• [Task to complete]: Your answer should be the records below, repeated exactly as they stand.

• [Information]:

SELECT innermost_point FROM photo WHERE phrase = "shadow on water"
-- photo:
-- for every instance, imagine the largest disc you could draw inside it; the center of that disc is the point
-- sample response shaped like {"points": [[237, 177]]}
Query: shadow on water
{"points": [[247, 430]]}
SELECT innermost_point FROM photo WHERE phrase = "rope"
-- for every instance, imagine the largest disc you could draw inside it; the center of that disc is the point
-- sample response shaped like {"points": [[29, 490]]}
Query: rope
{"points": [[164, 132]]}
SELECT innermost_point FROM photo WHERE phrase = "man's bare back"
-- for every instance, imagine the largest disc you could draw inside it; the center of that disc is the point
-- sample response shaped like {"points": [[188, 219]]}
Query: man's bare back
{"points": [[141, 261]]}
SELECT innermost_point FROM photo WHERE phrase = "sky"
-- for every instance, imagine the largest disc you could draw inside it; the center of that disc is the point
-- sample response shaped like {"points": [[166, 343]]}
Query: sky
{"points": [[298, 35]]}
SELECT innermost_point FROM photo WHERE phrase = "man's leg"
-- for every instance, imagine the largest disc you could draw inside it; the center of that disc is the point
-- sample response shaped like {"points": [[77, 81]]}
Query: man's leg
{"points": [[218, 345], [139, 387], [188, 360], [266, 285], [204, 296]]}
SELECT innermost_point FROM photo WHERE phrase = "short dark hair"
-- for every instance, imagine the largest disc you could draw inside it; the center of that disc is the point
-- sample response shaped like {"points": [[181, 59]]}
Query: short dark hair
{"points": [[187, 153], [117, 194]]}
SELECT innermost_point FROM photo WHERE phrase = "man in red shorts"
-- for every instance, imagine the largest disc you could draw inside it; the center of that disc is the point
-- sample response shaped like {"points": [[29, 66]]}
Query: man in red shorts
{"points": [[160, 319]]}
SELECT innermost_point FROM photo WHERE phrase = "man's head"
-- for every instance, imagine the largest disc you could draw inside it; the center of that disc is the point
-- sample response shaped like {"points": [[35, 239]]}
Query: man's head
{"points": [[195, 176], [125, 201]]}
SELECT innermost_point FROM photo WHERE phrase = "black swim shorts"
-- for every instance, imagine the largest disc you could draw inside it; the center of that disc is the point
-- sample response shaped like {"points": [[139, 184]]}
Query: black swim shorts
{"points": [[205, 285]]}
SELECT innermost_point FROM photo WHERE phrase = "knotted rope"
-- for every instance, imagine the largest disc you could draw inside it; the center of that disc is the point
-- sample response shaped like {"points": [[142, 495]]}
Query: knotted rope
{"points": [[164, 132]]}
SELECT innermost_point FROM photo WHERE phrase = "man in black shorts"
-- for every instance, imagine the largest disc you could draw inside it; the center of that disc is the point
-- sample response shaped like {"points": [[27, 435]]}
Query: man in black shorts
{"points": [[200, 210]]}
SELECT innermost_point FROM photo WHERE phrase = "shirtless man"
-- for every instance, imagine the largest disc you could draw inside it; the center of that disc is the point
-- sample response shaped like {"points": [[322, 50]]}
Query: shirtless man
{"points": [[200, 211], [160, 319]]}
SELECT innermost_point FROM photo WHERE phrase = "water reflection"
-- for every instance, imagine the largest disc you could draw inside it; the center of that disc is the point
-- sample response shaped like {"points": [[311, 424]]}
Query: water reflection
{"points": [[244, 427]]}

• [Exercise answer]:
SELECT innermost_point FROM photo WHERE phrase = "shadow on water"
-- photo:
-- for every instance, imagine the largest disc you could draw inside it; the center of that disc is the point
-- sample response shaped like {"points": [[237, 177]]}
Query: shadow on water
{"points": [[247, 430]]}
SELECT innermost_point FROM photo WHERE phrase = "rope"
-- for every instance, imagine the largest disc you could draw inside it; the center of that disc is the point
-- sample response shaped like {"points": [[29, 490]]}
Query: rope
{"points": [[164, 132]]}
SELECT innermost_point FROM photo WHERE phrase = "man's bare back"
-- for every instance, imagine the largest disc you could draw inside it; the center of that disc is the point
-- sample response shaped like {"points": [[188, 219]]}
Query: man's bare back
{"points": [[141, 261]]}
SELECT innermost_point FROM photo WHERE phrase = "sky"
-- for every instance, imagine the largest disc you could draw inside it; the center of that disc is the point
-- sample response shaped like {"points": [[166, 343]]}
Query: sky
{"points": [[298, 35]]}
SELECT innermost_point FROM photo WHERE phrase = "man's leg"
-- for every instance, imagine the largest disc you could draw inside it; the center of that disc is the point
-- sample response shaped like {"points": [[77, 81]]}
Query: man's leg
{"points": [[218, 345], [139, 387], [188, 360], [266, 285], [204, 296]]}
SELECT innermost_point FROM photo WHERE phrase = "short dark hair"
-- for every instance, imagine the largest disc you could draw inside it; the center of that disc is the point
-- sample response shaped like {"points": [[181, 59]]}
Query: short dark hair
{"points": [[187, 153], [117, 194]]}
SELECT innermost_point FROM photo WHERE phrase = "man in red shorts"
-- for every instance, imagine the largest disc you could draw inside it; the center of that disc is the point
-- sample response shaped like {"points": [[29, 66]]}
Query: man in red shorts
{"points": [[160, 319]]}
SELECT innermost_point FROM photo WHERE phrase = "man's head"
-- for every instance, imagine the largest disc you could draw inside it; the center of that disc is the point
-- sample response shaped like {"points": [[35, 239]]}
Query: man's head
{"points": [[195, 176], [125, 201]]}
SELECT innermost_point FROM photo WHERE phrase = "black swim shorts"
-- for every instance, imagine the largest disc you could draw inside it; the center of that disc is the point
-- sample response shaped like {"points": [[139, 184]]}
Query: black swim shorts
{"points": [[205, 285]]}
SELECT innermost_point FROM photo WHERE phrase = "knotted rope"
-- for every instance, imagine the largest disc you could draw inside it; the center of that disc is the point
-- sample response shaped like {"points": [[142, 495]]}
Query: knotted rope
{"points": [[164, 132]]}
SELECT innermost_point FROM photo WHERE phrase = "man in black shorts"
-- for every instance, imagine the largest disc you could draw inside it; the center of that disc is the point
-- sample response shaped like {"points": [[27, 435]]}
Query: man in black shorts
{"points": [[200, 210]]}
SELECT innermost_point FROM photo WHERE phrase = "shirtless man"
-- for every instance, imagine the largest disc you could draw inside it; the center of that disc is the point
-- sample response shaped like {"points": [[322, 50]]}
Query: shirtless man
{"points": [[200, 211], [160, 319]]}
SELECT innermost_point FROM photo WHERE phrase = "water reflection"
-- for every instance, imagine the largest disc you could draw inside it; the center of that disc is the point
-- sample response shaped like {"points": [[311, 424]]}
Query: water reflection
{"points": [[244, 427]]}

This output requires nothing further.